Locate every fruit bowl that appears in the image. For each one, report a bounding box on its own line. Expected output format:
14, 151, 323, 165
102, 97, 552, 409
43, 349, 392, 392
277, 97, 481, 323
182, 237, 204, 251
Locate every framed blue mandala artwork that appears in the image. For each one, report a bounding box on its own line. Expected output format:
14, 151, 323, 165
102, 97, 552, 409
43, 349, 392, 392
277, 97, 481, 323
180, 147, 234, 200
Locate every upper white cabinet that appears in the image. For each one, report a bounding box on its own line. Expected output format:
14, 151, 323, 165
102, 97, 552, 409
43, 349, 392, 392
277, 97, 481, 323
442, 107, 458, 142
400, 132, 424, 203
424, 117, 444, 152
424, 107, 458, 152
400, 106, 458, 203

****************************************

** What you have to do **
Write out the lines above verbatim, from the very first line through the line that contains "180, 147, 234, 200", including both of those lines.

** Task answer **
Locate every fruit bowl that appears in the image. For each one, report a bounding box on its own line. Expected output format:
14, 151, 323, 165
102, 97, 552, 409
43, 349, 392, 392
277, 97, 481, 323
182, 237, 204, 251
Locate every framed blue mandala artwork that appears in the image. For each one, report a bounding box on its own line. Expected output format:
14, 151, 323, 165
102, 97, 552, 409
43, 349, 392, 392
277, 97, 481, 323
180, 147, 234, 200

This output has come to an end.